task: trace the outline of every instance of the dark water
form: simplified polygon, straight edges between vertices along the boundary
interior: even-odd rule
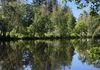
[[[100,70],[100,40],[0,42],[0,70]]]

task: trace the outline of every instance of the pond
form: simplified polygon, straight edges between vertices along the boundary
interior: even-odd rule
[[[0,70],[100,70],[100,40],[3,41]]]

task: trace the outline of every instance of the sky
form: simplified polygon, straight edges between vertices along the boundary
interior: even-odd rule
[[[32,0],[27,0],[27,1],[28,1],[29,3],[32,2]],[[61,0],[58,0],[58,2],[60,3]],[[76,5],[74,2],[72,2],[72,3],[68,2],[67,5],[71,8],[72,13],[73,13],[73,15],[74,15],[74,17],[75,17],[76,19],[79,17],[79,15],[80,15],[81,13],[83,13],[84,10],[85,10],[85,11],[89,11],[89,6],[83,8],[83,9],[77,9],[77,5]]]

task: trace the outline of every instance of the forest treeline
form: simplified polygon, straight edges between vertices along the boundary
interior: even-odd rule
[[[84,11],[78,19],[57,0],[1,0],[0,36],[5,37],[67,37],[100,35],[100,13]]]

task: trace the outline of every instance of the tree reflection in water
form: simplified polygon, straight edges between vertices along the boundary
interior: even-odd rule
[[[1,70],[61,70],[71,67],[74,51],[83,63],[100,68],[99,40],[0,42]]]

◆ ◆ ◆ ◆ ◆ ◆ ◆

To do:
Reproduce every line of the material above, requests included, scaling each vertex coordinate in the answers by 1.3 and rounding it to a whole number, with halves rounded up. Omit the pictures.

Solved problem:
task: trace the outline of every instance of the dark water
form: simplified polygon, straight edges between vertices along the boundary
interior: even-odd rule
[[[130,91],[130,52],[0,55],[0,91]]]

task: trace the outline of every instance of the pond
form: simplified polygon, straight edges between vertices along the boundary
interior: even-odd rule
[[[0,91],[130,91],[130,52],[4,53]]]

task: trace the outline of every instance of the sky
form: simplified polygon, straight edges between vertices along the boundary
interior: even-odd rule
[[[42,0],[35,0],[35,1],[36,1],[38,4],[42,3]],[[79,0],[75,0],[75,3],[78,4]],[[99,7],[96,3],[94,3],[94,4],[88,3],[87,7],[92,10],[94,17],[95,17],[95,20],[96,20],[96,22],[98,22],[99,25],[103,22],[103,20],[104,20],[105,17],[108,17],[109,13],[111,13],[111,14],[116,14],[116,8],[108,10],[108,12],[100,12],[100,7]]]

task: trace the outline of every instance of the forest treeline
form: simplified polygon, straight edges between vertices along the boundary
interior: even-odd rule
[[[109,14],[101,25],[74,0],[1,0],[0,47],[7,48],[87,48],[130,46],[130,17]]]

task: trace the outline of every instance of the tree reflection in water
form: simplified polygon, straight edges between vertices along the boundary
interior: even-odd rule
[[[1,91],[79,91],[92,87],[96,66],[108,82],[130,88],[129,52],[0,55]]]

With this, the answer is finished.